Material supplied:
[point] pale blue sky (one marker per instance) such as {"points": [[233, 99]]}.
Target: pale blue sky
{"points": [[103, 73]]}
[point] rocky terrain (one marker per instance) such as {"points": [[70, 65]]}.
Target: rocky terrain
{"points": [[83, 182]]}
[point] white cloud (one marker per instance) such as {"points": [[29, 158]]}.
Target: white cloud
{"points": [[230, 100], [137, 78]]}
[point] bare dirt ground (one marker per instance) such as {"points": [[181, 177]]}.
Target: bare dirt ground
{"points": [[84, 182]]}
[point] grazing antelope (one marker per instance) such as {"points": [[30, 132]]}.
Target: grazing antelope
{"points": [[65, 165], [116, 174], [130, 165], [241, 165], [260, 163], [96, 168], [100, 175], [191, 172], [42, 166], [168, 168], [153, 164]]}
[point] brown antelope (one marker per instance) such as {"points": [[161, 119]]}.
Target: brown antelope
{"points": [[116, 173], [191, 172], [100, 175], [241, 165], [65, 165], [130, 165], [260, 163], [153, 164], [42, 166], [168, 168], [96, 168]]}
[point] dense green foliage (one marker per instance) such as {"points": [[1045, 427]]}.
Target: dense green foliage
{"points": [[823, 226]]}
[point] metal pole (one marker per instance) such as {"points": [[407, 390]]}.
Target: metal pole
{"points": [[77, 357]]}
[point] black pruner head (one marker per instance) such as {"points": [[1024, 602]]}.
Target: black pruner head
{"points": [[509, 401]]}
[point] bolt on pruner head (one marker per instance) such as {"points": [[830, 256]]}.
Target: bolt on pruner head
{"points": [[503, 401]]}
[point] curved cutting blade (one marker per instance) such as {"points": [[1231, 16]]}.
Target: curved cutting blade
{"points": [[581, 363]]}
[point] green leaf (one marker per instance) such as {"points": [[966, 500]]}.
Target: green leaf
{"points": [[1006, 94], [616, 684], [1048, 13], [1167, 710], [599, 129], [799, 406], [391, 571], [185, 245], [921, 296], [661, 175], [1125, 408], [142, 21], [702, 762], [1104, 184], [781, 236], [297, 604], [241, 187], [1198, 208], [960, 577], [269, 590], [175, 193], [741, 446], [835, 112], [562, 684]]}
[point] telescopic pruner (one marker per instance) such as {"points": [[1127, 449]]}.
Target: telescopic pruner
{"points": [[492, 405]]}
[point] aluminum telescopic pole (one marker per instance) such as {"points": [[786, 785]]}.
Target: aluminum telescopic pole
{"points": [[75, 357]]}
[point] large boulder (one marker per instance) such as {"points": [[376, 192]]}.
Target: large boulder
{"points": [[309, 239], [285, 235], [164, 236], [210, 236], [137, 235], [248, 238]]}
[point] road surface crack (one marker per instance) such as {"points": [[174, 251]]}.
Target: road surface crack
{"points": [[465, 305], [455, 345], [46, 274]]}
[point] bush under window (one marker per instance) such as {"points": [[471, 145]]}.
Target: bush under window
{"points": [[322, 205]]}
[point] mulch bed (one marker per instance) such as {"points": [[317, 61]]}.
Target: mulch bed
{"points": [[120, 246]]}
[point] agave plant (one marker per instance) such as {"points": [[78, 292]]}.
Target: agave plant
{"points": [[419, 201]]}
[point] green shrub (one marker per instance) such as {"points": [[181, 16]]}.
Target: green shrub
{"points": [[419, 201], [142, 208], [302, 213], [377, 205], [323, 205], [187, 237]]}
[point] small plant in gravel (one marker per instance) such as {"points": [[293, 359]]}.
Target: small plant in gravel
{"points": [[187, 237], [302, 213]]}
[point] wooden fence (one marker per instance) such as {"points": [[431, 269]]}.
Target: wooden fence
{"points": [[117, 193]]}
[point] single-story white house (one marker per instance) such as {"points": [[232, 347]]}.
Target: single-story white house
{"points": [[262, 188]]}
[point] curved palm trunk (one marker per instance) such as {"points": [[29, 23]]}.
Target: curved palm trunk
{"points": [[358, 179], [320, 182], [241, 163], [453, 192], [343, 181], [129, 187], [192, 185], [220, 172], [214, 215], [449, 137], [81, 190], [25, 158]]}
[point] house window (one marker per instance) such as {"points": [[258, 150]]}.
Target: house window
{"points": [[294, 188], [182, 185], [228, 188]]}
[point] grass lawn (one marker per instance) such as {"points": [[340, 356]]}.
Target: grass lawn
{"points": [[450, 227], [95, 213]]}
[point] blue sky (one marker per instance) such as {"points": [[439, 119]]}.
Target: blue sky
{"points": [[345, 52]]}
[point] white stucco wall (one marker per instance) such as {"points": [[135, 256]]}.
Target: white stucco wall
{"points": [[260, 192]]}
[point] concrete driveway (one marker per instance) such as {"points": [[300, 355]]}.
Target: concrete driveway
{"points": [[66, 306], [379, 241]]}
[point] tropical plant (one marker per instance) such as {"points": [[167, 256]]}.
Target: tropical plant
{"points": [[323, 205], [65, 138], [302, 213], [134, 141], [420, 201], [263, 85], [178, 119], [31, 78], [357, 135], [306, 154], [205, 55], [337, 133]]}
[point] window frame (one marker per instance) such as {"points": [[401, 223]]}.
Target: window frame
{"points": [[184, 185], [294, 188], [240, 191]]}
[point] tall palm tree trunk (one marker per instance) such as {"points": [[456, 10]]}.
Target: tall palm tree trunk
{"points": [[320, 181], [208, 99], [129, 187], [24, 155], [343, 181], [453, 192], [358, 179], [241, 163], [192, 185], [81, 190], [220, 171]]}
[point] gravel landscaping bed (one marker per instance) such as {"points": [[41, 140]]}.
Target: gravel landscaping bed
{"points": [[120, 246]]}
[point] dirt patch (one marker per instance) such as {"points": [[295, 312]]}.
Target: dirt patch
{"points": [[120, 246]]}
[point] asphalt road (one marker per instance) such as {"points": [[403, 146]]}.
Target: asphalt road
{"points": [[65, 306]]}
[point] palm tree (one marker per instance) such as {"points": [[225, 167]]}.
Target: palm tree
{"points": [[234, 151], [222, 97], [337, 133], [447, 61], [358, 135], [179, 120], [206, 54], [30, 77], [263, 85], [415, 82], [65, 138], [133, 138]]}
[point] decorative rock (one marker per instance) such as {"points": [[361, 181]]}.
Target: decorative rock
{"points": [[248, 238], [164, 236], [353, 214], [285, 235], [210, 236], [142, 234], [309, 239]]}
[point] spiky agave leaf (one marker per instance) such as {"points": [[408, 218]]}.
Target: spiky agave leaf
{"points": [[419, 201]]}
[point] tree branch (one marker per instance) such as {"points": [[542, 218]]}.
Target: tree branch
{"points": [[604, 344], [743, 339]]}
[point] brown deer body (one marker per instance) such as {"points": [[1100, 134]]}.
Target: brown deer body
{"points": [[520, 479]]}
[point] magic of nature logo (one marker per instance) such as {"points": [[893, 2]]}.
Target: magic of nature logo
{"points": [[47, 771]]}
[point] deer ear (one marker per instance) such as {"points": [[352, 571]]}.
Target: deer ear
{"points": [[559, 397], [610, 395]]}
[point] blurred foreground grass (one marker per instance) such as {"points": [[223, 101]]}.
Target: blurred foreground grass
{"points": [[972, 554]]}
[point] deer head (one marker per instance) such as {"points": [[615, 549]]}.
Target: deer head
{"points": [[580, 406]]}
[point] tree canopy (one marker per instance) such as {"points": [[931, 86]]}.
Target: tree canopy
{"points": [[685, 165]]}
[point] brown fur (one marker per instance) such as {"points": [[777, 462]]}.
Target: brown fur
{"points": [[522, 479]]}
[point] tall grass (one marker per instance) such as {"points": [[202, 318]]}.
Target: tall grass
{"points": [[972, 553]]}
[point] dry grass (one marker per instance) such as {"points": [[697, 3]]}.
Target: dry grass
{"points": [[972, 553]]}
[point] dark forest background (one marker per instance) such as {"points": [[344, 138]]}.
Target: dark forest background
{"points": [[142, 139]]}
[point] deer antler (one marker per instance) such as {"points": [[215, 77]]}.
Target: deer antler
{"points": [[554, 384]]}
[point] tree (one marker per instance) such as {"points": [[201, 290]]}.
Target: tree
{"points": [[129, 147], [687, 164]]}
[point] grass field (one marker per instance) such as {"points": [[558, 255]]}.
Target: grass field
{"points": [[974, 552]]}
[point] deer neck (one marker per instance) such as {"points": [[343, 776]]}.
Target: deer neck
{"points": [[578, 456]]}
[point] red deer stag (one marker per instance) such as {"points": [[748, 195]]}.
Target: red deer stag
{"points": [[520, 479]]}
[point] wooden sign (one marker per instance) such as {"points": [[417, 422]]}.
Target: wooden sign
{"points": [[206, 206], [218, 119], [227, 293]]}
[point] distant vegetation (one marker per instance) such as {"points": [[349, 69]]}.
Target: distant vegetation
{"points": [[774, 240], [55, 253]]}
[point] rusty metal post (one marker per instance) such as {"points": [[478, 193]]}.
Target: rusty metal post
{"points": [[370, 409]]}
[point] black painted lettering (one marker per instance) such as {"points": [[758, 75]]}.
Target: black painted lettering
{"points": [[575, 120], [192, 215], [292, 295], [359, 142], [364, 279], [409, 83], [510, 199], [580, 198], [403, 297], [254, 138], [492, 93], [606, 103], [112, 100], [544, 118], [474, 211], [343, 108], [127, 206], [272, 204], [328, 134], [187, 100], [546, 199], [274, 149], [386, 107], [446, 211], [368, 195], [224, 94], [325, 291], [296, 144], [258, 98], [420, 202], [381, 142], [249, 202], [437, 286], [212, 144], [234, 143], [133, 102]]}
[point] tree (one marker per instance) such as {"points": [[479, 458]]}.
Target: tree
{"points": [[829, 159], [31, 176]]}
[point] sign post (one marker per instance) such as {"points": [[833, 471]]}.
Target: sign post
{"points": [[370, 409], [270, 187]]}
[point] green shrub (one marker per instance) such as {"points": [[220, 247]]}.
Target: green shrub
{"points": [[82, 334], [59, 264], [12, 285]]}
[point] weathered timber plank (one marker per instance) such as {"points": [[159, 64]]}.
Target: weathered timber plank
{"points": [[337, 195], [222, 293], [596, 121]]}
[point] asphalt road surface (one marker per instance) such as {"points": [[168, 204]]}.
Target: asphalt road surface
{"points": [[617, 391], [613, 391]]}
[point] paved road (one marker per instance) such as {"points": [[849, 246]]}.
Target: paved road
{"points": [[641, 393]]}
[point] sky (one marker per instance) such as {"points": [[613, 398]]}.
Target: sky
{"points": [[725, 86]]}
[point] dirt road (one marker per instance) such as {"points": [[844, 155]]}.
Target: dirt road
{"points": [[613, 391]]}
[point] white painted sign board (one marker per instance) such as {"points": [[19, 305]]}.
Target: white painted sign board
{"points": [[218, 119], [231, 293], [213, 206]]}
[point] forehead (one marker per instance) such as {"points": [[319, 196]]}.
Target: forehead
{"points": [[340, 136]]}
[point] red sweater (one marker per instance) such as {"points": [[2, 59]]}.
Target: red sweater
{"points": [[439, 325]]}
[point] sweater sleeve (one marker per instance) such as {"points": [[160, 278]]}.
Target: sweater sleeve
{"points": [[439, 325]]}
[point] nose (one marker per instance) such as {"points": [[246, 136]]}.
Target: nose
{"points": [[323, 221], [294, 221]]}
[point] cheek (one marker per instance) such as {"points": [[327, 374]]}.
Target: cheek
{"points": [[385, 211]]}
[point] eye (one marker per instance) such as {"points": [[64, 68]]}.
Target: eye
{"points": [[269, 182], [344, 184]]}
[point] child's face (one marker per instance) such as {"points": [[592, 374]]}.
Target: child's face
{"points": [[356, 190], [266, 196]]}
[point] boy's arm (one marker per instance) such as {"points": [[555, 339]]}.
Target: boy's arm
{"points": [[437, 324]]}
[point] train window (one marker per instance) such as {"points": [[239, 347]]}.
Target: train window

Exercise:
Repeat only the stretch of lines that opens with the line containing "[point] weathered timber" and closes with the final line of the entries, both included, exactly as written.

Output below:
[point] weathered timber plank (one marker per instance) such as {"points": [[159, 64]]}.
Target: weathered timber plank
{"points": [[337, 195], [222, 293], [596, 121]]}
[point] asphalt road surface (one marker per instance) such as {"points": [[168, 204]]}.
Target: asphalt road surface
{"points": [[617, 391], [613, 391]]}
[point] paved road (one marker per instance) such as {"points": [[849, 246]]}.
Target: paved road
{"points": [[641, 393]]}
[point] sky (one marker per instance) such as {"points": [[613, 398]]}.
Target: sky
{"points": [[725, 86]]}
[point] dirt road (one marker per instance) such as {"points": [[844, 155]]}.
Target: dirt road
{"points": [[613, 391]]}
[point] white painted sign board (one marker per instance) such as {"points": [[19, 305]]}.
Target: white painted sign board
{"points": [[218, 119], [231, 293], [213, 206]]}
[point] forehead (one marker per instance) such as {"points": [[319, 196]]}.
Target: forehead
{"points": [[340, 136]]}
[point] red sweater (one marker per instance) such as {"points": [[2, 59]]}.
Target: red sweater
{"points": [[439, 325]]}
[point] sweater sleeve (one marker per instance) such as {"points": [[160, 278]]}.
Target: sweater sleeve
{"points": [[439, 325]]}
[point] nose (one marker per instance) such as {"points": [[246, 136]]}.
Target: nose
{"points": [[323, 221], [294, 221]]}
[point] cheek (one marker per instance) such as {"points": [[327, 374]]}.
Target: cheek
{"points": [[385, 211]]}
[point] eye (one marker per instance) such as {"points": [[64, 68]]}.
Target: eye
{"points": [[269, 182], [344, 184]]}
[point] child's face (one marker per instance) such as {"points": [[592, 374]]}.
Target: child's face
{"points": [[356, 190], [266, 196]]}
[point] boy's arm (one marker per instance) such as {"points": [[555, 339]]}.
Target: boy's arm
{"points": [[437, 324]]}
[point] train window (one marker per instance) such as {"points": [[239, 347]]}.
Target: train window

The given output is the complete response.